START DATASET RECORDS
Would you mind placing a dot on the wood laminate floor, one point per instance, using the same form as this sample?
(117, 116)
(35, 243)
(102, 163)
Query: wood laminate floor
END DATASET RECORDS
## WORK INSTRUCTIONS:
Return the listing in full, matching each word exactly.

## REPLY:
Would you mind placing a dot on the wood laminate floor, one point per instance, using the same form as this sample?
(117, 116)
(35, 243)
(102, 163)
Query: wood laminate floor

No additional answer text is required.